--- Extrait du texte ---
« I repeat myself when under stress »

King Crimson

Depuis quelques semaines, je suis dans une phase « King Crimson ». C'est une obsession : je n'écoute plus que du King Crimson ; je me documente sur King Crimson ; j'étudie en détail chaque album et chaque chanson de King Crimson ; je mange du King Crimson ; je bois du King Crimson ; je travaille en compagnie de King Crimson ; je prends le train avec King Crimson ; je m'endors (difficilement) grâce à King Crimson.

Mon intérêt pour ce groupe ne date pas d'hier : c'est au cours de mes années d'université que j'ai commencé à m'y intéresser. À l'époque, j'étais par exemple heureux d'avoir trouvé, chez Jean-Pierre le disquaire, boulevard Anspach à Bruxelles, un exemplaire en parfait état de leur tout premier vinyle, In the Court of the Crimson King (1969). (Il m'avait coûté un peu plus de la moitié de l'argent que je recevais alors de mes parents chaque semaine pour manger.)

[Extraits d'un jeu de données de pointage]
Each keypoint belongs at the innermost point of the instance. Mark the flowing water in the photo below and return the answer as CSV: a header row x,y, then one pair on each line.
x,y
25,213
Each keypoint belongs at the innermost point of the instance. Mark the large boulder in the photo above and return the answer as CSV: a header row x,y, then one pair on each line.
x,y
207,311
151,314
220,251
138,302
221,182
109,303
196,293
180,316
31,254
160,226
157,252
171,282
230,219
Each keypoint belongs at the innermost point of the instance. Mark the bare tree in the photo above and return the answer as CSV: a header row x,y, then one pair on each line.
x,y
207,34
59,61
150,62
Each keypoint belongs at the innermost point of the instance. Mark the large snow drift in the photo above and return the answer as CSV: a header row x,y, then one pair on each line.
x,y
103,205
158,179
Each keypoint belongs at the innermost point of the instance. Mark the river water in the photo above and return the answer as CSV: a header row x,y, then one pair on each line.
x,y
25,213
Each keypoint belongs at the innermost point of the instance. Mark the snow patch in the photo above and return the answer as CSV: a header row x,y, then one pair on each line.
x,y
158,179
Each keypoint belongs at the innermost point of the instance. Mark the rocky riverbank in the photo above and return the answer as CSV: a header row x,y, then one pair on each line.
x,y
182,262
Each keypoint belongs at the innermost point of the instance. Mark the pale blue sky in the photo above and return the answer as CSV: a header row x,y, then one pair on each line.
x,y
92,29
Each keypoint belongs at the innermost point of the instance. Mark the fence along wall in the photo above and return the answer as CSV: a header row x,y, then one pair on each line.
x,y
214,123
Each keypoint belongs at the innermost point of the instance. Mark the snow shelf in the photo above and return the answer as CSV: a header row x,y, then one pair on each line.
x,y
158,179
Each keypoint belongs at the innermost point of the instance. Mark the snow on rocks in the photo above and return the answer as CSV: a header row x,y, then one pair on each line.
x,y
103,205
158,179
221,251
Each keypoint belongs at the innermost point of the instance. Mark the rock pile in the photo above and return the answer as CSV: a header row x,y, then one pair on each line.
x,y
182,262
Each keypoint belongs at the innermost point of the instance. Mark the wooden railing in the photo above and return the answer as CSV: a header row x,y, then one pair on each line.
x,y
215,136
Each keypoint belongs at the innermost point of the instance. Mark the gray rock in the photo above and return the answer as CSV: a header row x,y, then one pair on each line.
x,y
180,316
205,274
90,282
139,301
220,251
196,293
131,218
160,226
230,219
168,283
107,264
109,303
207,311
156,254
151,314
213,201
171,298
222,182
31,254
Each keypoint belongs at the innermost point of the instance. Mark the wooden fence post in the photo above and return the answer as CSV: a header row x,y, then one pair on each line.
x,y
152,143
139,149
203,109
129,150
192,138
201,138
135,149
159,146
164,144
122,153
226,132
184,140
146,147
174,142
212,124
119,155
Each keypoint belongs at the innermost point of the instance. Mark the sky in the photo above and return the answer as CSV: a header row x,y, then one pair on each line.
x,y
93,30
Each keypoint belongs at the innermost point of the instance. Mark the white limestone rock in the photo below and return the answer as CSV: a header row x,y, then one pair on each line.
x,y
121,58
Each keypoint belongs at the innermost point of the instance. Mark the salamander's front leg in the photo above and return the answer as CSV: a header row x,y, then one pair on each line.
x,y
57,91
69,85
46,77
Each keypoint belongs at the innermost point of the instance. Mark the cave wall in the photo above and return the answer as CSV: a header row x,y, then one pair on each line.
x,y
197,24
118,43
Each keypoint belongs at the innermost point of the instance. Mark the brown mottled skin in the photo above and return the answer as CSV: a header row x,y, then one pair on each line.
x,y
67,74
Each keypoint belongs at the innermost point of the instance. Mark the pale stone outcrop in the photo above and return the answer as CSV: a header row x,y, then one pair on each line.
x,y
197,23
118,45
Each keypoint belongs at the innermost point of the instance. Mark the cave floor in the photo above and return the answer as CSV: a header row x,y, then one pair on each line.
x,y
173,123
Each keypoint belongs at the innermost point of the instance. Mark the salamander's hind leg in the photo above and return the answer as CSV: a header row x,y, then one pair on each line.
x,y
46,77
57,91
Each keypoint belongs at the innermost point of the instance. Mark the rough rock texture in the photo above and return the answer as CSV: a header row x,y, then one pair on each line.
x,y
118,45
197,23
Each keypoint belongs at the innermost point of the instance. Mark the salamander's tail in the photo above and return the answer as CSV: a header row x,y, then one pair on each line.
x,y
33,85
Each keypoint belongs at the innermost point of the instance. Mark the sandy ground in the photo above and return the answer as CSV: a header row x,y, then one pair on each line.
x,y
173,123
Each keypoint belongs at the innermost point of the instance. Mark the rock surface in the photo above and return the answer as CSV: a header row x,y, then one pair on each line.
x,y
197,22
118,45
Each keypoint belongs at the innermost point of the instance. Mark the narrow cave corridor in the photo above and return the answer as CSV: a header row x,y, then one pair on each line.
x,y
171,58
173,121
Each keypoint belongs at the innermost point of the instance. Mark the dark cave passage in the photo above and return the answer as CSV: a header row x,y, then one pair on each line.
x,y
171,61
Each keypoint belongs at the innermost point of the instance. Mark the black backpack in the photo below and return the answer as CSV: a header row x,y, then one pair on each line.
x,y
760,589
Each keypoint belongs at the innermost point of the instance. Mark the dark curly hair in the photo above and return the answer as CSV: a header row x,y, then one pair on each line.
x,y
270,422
* * *
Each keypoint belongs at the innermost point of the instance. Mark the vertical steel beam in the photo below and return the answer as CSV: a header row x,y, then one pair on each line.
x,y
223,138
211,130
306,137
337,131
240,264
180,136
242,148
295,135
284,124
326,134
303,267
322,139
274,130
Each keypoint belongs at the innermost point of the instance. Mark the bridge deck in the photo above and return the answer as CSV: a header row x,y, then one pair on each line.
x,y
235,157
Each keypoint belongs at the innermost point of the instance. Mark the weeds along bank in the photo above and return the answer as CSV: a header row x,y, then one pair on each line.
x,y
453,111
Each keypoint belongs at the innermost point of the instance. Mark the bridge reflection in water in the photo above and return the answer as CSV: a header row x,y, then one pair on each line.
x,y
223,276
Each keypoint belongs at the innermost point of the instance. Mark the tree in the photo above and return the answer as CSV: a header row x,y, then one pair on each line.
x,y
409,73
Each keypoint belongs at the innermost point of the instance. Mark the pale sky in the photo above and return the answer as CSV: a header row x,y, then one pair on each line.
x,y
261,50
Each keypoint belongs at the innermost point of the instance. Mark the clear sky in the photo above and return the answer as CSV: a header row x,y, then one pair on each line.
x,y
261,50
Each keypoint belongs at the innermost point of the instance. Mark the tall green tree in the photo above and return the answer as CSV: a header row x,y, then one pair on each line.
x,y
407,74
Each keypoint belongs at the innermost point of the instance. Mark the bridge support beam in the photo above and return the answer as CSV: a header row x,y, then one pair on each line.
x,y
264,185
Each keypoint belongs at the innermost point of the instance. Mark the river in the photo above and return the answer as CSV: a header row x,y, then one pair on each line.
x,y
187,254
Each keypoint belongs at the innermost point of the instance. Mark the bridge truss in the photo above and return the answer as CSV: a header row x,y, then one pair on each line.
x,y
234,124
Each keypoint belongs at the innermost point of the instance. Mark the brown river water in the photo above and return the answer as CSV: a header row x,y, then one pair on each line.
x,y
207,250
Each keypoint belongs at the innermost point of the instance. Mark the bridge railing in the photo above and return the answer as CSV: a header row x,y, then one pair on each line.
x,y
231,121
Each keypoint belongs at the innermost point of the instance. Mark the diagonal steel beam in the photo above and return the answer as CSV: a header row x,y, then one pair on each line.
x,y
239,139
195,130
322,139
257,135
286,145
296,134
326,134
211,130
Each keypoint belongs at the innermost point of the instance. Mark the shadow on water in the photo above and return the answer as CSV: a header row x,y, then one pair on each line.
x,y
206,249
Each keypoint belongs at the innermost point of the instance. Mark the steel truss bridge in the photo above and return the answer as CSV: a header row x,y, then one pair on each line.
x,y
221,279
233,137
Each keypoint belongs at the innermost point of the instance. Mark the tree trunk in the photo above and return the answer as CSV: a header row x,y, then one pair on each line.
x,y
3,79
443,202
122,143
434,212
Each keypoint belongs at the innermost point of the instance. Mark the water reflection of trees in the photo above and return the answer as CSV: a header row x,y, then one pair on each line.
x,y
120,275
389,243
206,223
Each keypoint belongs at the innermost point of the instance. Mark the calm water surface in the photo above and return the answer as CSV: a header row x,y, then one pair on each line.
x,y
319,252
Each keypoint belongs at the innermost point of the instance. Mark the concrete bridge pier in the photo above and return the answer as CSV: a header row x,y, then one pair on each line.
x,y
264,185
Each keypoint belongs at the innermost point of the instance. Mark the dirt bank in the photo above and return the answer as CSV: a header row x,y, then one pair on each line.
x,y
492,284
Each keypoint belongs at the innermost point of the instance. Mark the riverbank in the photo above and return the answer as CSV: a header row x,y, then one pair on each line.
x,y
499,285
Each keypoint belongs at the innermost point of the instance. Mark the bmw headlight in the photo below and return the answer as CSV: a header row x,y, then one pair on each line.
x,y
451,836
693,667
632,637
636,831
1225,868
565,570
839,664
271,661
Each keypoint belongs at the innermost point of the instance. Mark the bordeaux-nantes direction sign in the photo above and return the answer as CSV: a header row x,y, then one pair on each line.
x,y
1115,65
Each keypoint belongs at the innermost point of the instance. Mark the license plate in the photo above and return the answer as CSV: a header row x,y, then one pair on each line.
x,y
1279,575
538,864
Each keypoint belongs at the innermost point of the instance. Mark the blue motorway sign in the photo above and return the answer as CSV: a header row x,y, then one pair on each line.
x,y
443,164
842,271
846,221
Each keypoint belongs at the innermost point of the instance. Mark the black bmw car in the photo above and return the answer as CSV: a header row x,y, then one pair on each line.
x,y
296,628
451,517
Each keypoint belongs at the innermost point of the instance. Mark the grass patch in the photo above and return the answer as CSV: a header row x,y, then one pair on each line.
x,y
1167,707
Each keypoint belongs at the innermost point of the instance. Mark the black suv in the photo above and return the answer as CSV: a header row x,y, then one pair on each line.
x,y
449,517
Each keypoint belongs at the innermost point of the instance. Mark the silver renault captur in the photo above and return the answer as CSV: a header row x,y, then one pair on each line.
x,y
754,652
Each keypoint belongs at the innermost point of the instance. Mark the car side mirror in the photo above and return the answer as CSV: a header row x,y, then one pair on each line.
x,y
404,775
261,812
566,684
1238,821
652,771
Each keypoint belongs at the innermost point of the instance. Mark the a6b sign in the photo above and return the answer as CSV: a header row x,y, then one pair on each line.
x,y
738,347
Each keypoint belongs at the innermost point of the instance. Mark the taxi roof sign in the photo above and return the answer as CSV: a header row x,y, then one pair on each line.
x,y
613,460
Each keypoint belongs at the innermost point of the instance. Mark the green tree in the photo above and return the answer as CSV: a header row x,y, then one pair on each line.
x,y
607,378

--- Consignes ---
- a) Dans le texte sur King Crimson, chez quel disquaire et à quelle adresse le premier vinyle du groupe a-t-il été trouvé ?
- b) Reproduisez fidèlement le passage du texte sur King Crimson qui commence aux mots « Depuis quelques semaines, je » et s'arrête après « grâce à King Crimson. ».
- c) Relevez toutes les activités que le texte sur King Crimson énumère après « C'est une obsession : ».

--- Réponses complètes ---
- a) Chez Jean-Pierre le disquaire, boulevard Anspach à Bruxelles.

- b)
Depuis quelques semaines, je suis dans une phase « King Crimson ». C'est une obsession : je n'écoute plus que du King Crimson ; je me documente sur King Crimson ; j'étudie en détail chaque album et chaque chanson de King Crimson ; je mange du King Crimson ; je bois du King Crimson ; je travaille en compagnie de King Crimson ; je prends le train avec King Crimson ; je m'endors (difficilement) grâce à King Crimson.

- c)
- écouter du King Crimson
- se documenter sur King Crimson
- étudier en détail chaque album et chaque chanson de King Crimson
- manger du King Crimson
- boire du King Crimson
- travailler en compagnie de King Crimson
- prendre le train avec King Crimson
- s'endormir (difficilement) grâce à King Crimson